Please report each line of the rows below that contains the word "pile", treating uppercase and lowercase letters as different.

— START OF RECORDS FOR THE TASK —

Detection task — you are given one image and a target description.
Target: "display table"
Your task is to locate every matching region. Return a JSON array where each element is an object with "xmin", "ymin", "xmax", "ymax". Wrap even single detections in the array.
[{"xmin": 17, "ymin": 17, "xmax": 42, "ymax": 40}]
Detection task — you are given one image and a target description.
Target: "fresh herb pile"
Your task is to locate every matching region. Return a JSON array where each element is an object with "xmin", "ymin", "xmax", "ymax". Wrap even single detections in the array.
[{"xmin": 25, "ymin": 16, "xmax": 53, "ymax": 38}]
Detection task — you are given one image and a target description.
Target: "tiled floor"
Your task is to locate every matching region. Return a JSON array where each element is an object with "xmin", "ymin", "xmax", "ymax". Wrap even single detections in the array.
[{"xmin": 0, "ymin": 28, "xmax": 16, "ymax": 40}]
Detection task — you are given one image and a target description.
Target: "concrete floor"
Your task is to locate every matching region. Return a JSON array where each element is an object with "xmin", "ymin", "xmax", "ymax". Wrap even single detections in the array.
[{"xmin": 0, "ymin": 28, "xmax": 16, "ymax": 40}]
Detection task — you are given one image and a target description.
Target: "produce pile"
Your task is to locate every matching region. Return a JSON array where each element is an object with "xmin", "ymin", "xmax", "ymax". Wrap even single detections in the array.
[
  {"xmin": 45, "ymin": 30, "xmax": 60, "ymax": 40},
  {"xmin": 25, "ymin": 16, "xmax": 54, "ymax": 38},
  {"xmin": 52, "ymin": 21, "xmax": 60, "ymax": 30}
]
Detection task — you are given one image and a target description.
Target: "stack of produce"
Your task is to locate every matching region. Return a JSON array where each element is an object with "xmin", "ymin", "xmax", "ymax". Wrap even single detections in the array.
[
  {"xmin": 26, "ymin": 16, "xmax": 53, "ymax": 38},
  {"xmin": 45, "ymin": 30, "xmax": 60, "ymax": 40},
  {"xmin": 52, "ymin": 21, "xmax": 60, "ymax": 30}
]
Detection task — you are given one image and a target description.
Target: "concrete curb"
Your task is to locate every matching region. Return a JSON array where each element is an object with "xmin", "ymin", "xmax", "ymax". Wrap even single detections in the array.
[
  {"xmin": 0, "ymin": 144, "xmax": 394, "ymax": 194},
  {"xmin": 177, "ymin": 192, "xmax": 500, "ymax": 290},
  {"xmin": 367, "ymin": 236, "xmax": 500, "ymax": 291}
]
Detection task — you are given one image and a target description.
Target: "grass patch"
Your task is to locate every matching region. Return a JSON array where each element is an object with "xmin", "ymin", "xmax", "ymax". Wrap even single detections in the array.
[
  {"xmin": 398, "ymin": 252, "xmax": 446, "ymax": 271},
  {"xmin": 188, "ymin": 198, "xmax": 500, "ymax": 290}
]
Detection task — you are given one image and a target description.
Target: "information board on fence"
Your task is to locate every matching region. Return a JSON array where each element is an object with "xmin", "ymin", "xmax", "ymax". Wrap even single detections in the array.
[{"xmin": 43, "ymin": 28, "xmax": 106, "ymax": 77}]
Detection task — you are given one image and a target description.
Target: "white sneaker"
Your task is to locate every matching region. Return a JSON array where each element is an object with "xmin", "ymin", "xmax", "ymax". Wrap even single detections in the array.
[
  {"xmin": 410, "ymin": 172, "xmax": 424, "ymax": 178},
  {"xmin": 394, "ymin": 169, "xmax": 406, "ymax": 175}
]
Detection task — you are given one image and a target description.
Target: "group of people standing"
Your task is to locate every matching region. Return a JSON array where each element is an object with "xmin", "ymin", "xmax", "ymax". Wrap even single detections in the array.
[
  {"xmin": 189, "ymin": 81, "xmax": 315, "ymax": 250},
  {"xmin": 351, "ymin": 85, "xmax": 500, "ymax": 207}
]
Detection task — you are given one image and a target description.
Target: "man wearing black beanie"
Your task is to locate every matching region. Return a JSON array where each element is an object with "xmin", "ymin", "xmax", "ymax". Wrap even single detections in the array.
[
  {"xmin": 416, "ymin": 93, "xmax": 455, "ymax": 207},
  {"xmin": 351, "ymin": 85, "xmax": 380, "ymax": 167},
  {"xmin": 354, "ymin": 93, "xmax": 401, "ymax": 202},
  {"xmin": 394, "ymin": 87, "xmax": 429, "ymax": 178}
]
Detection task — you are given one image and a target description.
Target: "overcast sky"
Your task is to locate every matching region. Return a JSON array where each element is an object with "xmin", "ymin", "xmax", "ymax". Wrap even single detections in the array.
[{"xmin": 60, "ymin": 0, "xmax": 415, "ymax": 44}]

— END OF RECORDS FOR THE TASK —

● FINAL ANSWER:
Target: "fresh herb pile"
Target: "produce pile"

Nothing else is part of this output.